SUPPLIED TEXT >>

Last week, the New York Times published a piece by me entitled “Cuisines Mastered as Acquired Tastes.” In it, I tried to explore how American-raised chefs learn to cook the food of immigrant cultures, and why they so often become more successful than the immigrants themselves.
I admit the article started in my head because I felt that immigrant chefs often get dealt a tough hand, but I tried to report out an even story. In part, that was because I really respect the American-raised chefs I wrote about, but also because I think many of the factors that make for this phenomenon aren’t anyone’s “fault”—they’re tied up in a bigger picture of how restaurant people, media, and our society deal and don’t deal with all the weird stuff that happens when you mix all kinds of races and cultures together like we do in America.
But then my friend Eddie Huang emailed me. The son of a Taiwanese immigrant restaurant family and chef / owner of Baohaus, he wrote, “Look, for a lot of the article I was like, ‘FRANCIS, HAMMER THEM!’ I really didn't like the thing about the chefs being more ‘objective’ because they’re distanced from the food and it’s not personal. I disagree entirely. Food is PERSONAL. Business is personal! The Godfather was wrong!”

REQUESTS >>
a) Rename "house form" to "standard layout" in the rows, changing nothing else. Start at the first row and stop after the line that has "pixel 84 125".
b) Write what comes next in the essay on American-raised chefs and immigrant cuisines, picking up after its final sentence.
These rows are unrelated to the essay on American-raised chefs and immigrant cuisines.

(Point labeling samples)
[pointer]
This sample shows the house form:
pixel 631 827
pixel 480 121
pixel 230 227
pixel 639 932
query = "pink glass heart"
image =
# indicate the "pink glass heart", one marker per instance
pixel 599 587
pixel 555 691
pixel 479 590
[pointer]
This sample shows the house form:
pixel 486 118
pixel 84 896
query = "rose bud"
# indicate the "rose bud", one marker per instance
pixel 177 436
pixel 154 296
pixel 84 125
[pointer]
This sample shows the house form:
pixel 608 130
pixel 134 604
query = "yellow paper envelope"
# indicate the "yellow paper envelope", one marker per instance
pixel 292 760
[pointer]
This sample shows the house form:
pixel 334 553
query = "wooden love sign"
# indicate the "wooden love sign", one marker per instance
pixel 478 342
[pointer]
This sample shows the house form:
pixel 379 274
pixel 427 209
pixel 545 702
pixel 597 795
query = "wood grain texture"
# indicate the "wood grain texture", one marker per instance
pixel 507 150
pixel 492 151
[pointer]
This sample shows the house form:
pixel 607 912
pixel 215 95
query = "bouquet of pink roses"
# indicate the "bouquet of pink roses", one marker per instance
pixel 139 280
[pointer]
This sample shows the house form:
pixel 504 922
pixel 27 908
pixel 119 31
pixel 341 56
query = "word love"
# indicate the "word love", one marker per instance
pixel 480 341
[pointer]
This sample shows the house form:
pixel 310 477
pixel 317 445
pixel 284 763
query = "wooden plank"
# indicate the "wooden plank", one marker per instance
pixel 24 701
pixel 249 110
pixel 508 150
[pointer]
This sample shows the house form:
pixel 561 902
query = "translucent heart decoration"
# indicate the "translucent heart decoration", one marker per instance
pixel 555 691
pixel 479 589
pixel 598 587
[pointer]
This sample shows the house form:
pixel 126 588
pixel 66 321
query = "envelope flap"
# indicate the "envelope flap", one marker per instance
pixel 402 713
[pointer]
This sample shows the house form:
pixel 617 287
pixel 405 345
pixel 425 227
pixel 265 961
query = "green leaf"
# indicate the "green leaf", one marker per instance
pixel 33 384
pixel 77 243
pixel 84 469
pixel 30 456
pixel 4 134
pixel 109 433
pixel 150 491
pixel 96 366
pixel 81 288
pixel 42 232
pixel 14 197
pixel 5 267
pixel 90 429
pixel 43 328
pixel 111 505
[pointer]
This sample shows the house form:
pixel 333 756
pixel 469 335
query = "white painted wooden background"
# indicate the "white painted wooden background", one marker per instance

FINAL ANSWERS >>
a)
[pointer]
This sample shows the standard layout:
pixel 631 827
pixel 480 121
pixel 230 227
pixel 639 932
query = "pink glass heart"
image =
# indicate the "pink glass heart", one marker per instance
pixel 599 587
pixel 555 691
pixel 479 590
[pointer]
This sample shows the standard layout:
pixel 486 118
pixel 84 896
query = "rose bud"
# indicate the "rose bud", one marker per instance
pixel 177 436
pixel 154 296
pixel 84 125

b)
And so we talked, immigrant son to immigrant son, food-lover to food-lover, Chinaman to Chinaman. (It isn’t the preferred nomenclature, but it works for us.) We had an honest debate over whether it’s right for chefs to “take” someone else’s culture and sell it, what responsibilities writers and chefs have to make sure people understand where cuisines come from, and, in the end, what it means to be an immigrant in America. What follows is an edited transcript of our conversation. It’s long and there is some tough talk in there, but we felt it was worth sharing. And please share your thoughts in the comments below, but you don’t want to see how Eddie deals with trolls. – Francis Lam
Eddie: So wassup, how'd you feel about the article? Did you say everything you wanted to?
Francis: Well, no... I mean, it's a huge subject and I definitely didn't do it justice. My hope was, really, just to get some of these questions out there, about who gets to represent cuisines in the public eye. I had to skip a lot. One thing I didn't address at all, for instance, was the perspective of the customer. One man I emailed with, Jim Leff, the founder of Chowhound, talked about how angry he gets when he goes to, say, a Chinese restaurant, specifically asking for some ill behind-the-red-curtain flavor, and they (intentionally, he believes) don't give it to him as a white man.
Eddie: HAHA, yeah, mad people still believe in the "other menu."
As a Chinaman... what do you think, G?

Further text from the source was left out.